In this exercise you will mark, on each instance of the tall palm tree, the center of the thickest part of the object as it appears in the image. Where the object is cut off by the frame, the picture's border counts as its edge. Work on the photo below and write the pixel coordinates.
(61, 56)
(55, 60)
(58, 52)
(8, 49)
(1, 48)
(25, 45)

### [What the task requires]
Convert these entries into a Markdown table with a column named Number holding the row number and a column named Entry line holding each line, leaving out any blank lines.

### [Task output]
| Number | Entry line |
|---|---|
| 1 | In this exercise you will mark, on each instance of the tall palm tree, the center of the thickest part of the object as it appears in the image. Where the object is cut off by the frame, the picture's border counts as its edge. Work on the photo below and write the pixel coordinates. |
| 2 | (61, 56) |
| 3 | (55, 60) |
| 4 | (58, 52) |
| 5 | (8, 49) |
| 6 | (1, 48) |
| 7 | (25, 45) |